— START DATA SHOWN —

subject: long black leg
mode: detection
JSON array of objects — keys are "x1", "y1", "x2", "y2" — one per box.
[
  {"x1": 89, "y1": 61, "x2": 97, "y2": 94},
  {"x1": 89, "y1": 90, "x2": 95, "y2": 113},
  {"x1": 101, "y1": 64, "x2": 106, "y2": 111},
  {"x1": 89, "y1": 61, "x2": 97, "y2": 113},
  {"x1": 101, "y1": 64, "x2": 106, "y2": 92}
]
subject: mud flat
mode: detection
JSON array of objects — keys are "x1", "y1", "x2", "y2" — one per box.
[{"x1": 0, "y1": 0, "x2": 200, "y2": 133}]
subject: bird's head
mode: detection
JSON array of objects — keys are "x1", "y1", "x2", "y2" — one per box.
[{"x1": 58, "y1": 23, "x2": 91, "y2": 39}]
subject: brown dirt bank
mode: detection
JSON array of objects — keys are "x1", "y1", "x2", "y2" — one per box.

— END DATA SHOWN —

### WHAT IS ASKED
Give every line of the data items above as a numbered list, and leave out any blank lines.

### RESULT OF THIS EXERCISE
1. subject: long black leg
2. mode: detection
3. JSON array of objects — keys are "x1", "y1", "x2", "y2" — one per box.
4. [
5.   {"x1": 89, "y1": 61, "x2": 97, "y2": 94},
6.   {"x1": 89, "y1": 90, "x2": 95, "y2": 113},
7.   {"x1": 101, "y1": 64, "x2": 106, "y2": 111},
8.   {"x1": 89, "y1": 61, "x2": 97, "y2": 113},
9.   {"x1": 101, "y1": 64, "x2": 106, "y2": 92}
10. ]
11. subject: mud flat
12. mode: detection
13. JSON array of objects — keys are "x1", "y1", "x2", "y2" — one per box.
14. [{"x1": 0, "y1": 0, "x2": 200, "y2": 133}]
15. subject: bird's head
16. mode: detection
17. JSON array of objects — keys are "x1", "y1", "x2", "y2" — one per box.
18. [{"x1": 58, "y1": 23, "x2": 91, "y2": 39}]
19. subject: brown dirt bank
20. mode: detection
21. JSON array of objects — keys are "x1", "y1", "x2", "y2" — one per box.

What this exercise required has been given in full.